_WRITTEN REQUEST_: Rewrite the data below, putting "point" wherever "dot" appears and leaving everything else as it is.

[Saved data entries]
****************

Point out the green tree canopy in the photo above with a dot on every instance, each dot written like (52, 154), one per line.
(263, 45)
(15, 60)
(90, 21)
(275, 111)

****************

_COMPLETED EXERCISE_:
Point out the green tree canopy in the photo above with a point on every instance, each point written like (52, 154), one per line.
(263, 45)
(15, 60)
(90, 21)
(275, 111)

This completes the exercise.